[Goal of the exercise] Copy out all of the material, matching it word for word.

[Records from a data source]
'''
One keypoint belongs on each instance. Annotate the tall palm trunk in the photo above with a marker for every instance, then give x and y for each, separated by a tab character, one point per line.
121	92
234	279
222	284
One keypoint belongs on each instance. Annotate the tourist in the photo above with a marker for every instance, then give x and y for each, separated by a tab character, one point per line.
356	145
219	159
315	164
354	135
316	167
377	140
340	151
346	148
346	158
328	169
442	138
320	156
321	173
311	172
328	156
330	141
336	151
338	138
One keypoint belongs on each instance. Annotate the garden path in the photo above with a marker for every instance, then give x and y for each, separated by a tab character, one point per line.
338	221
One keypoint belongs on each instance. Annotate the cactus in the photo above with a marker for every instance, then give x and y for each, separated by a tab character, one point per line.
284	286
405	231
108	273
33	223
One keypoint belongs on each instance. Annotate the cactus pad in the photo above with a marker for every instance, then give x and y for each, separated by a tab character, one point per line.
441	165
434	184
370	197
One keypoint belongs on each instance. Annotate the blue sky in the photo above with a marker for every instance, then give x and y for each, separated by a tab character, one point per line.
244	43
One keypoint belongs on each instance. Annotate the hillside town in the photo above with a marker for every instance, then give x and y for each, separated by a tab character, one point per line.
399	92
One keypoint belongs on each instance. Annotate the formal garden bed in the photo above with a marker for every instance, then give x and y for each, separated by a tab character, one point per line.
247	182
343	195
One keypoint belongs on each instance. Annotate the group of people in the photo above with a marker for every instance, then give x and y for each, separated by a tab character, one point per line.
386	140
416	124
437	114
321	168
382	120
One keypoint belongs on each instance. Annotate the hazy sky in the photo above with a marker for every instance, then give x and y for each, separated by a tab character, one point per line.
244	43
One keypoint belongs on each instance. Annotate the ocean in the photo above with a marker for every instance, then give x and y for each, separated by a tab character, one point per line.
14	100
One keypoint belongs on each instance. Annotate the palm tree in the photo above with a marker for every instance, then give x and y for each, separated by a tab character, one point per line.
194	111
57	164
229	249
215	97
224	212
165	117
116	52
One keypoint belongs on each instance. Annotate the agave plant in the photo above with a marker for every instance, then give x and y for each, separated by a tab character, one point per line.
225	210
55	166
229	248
'''
[Finished task]
One keypoint belongs on each instance. Annotate the tall palm trunk in the photo above with a marker for every instance, then give x and y for each, separated by a tab character, one point per line.
121	92
234	279
222	284
One keypoint belongs on each instance. Annotate the tourist in the photo above with a marker for every instance, then give x and y for each, separated by a tab character, one point per line.
356	145
219	159
315	164
354	135
316	167
377	140
340	151
346	148
346	158
328	169
442	138
320	156
321	173
311	172
328	156
330	141
336	151
338	138
One keypoint belongs on each instance. Annotate the garden path in the photo above with a marker for every instance, then give x and y for each, separated by a tab character, one point per line.
338	221
One keypoint belongs on each instance. Annotate the cactus in the photo above with a marker for every instance, then give x and y for each, separated by a tab character, one point per line.
284	286
405	231
108	273
33	223
One keypoint belongs on each instance. Annotate the cactus pad in the photo above with a marker for every instance, then give x and y for each, separated by a tab character, one point per line.
441	165
434	184
370	197
One keypoint belongs on each instance. Annotate the blue sky in the photo above with a marker for every instance, then give x and y for each, separated by a tab character, one point per line.
244	43
One keypoint belongs on each instance. Annotate the hillside town in the photo above with a marker for every instance, then give x and y for each, separated by a tab character, one point per line.
399	92
One keypoint belongs on each instance. Annotate the formal garden bed in the photo above with a marker for every instance, then give x and y for each, separated by a tab character, one point per line.
247	182
343	195
One keypoint belongs on each instance. Annotate the group of people in the photo above with a marker for every instance, then give x and y for each, separated by a tab character, one point per line.
386	140
416	124
437	114
321	168
382	120
One keypoint belongs on each instance. Annotate the hazy sky in the photo above with a marker for every instance, then give x and y for each, separated by a tab character, one point per line.
244	43
One keypoint belongs on each instance. Annotate the ocean in the photo above with a marker for every instance, then give x and y for each, separated by a tab character, one point per line.
14	100
One keypoint belongs on each instance. Annotate the palm tree in the photo above with a marker for every instance, then give x and y for each, separated by a tab character, one point per line.
194	111
57	164
229	249
215	97
224	212
165	117
116	52
One keypoint belongs on each instance. Annotate the agave plant in the photo above with a marker for every instance, then give x and y for each, separated by a tab character, one point per line.
225	210
55	166
229	248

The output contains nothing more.